_YOUR TASK_:
Each record should be copied exactly, and none of them omitted.

_PROVIDED RECORDS_:
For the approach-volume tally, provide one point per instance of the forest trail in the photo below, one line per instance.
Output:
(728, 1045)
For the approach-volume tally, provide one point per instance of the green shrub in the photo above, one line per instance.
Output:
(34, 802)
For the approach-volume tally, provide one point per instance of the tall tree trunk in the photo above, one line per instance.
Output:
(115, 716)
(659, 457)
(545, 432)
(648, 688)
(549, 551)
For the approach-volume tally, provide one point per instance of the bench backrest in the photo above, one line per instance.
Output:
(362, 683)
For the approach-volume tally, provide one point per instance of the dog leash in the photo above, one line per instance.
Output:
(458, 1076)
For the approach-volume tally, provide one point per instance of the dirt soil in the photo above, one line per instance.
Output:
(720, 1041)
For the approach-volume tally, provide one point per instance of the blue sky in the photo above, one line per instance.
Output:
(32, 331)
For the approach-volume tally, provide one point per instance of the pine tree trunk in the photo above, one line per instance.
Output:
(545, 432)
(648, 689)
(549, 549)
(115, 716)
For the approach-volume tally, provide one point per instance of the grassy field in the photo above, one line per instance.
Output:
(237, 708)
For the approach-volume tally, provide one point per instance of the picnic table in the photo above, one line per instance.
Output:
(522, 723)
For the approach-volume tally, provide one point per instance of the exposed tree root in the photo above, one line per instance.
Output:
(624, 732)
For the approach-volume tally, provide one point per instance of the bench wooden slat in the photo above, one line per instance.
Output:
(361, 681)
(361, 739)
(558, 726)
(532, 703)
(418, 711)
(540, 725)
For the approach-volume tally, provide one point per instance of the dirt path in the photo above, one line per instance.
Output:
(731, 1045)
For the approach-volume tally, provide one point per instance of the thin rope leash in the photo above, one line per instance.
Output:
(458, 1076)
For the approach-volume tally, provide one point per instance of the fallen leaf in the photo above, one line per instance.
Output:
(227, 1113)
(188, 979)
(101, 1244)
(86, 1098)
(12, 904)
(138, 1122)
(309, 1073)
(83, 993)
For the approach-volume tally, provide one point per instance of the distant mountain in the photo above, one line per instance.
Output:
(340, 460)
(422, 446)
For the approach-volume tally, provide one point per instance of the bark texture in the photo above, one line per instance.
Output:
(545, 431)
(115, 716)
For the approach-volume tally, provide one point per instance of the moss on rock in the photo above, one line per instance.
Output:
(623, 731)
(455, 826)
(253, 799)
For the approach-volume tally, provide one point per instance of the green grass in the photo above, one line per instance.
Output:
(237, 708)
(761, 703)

_EXERCISE RESPONSE_:
For the approach-volume tally, provide one point per instance of the forest trail in the photo below, one line per instance.
Output:
(728, 1045)
For the approach-volume tally, provide one point per instance of the green shrub in the photo above, one line per instance.
Output:
(34, 802)
For the approach-volume tally, provide one point per instance of the tall tree trunk in the photo above, one line per instance.
Output:
(115, 716)
(659, 457)
(545, 432)
(648, 688)
(549, 551)
For the approach-volume tally, provide one point per instance of the bench backrest in the photo above, one line per instance.
Output:
(362, 683)
For the approach-volume tally, provide one point per instance of the dog leash in the photo above, one line per instance.
Output:
(458, 1076)
For the approach-volume tally, provide one point per instance of the dirt soil in the photo above, one line per instance.
Output:
(720, 1041)
For the approach-volume tally, provide one point per instance of the blue sky in the photo above, one line per instance.
Output:
(32, 331)
For the approach-volume tally, provide one point per instance of the pine tree trunk in the photo above, one line per instance.
Output:
(545, 432)
(648, 689)
(549, 549)
(115, 716)
For the approach-volume tally, provide one point per instance of the grassy field in the photo above, one line per instance.
Output:
(237, 708)
For the approach-volume tally, provide one point per instance of the picnic table in the photo above, one line per instance.
Output:
(522, 723)
For the approach-volume tally, provide one point per instance of the exposed tree root in the photo above, one line per instance.
Output:
(624, 732)
For the approach-volume tally, provide one point per instance of the bench wooden slat in the photo above, one line per instance.
Output:
(361, 681)
(361, 739)
(558, 726)
(532, 703)
(418, 711)
(540, 725)
For the approach-volume tally, provide one point per instance of the dirt path in the photo above, one line per instance.
Output:
(731, 1045)
For the approach-volume tally, provide one point per instance of the thin rope leash in the photo above, one line per instance.
Output:
(458, 1076)
For the approach-volume tally, provide one point per instance of the fallen leaf in the photo above, one line per instance.
Output:
(227, 1113)
(188, 979)
(101, 1244)
(86, 1098)
(12, 904)
(138, 1122)
(309, 1073)
(83, 993)
For the approach-volume tally, provide one point per instance of the distant mountain in the photo above, one line per instance.
Output:
(340, 460)
(422, 446)
For the approach-volume tally, provide one point per instance of the bark texture in the photo above, one line per instance.
Output:
(545, 431)
(115, 716)
For the approach-volume tally, provide one point per instance of the moss on rock in the photo above, one line per instance.
Output:
(623, 731)
(455, 826)
(253, 799)
For the approach-volume tally, provide one point per instance of the green grass in the photo above, one line per instance.
Output:
(237, 708)
(761, 703)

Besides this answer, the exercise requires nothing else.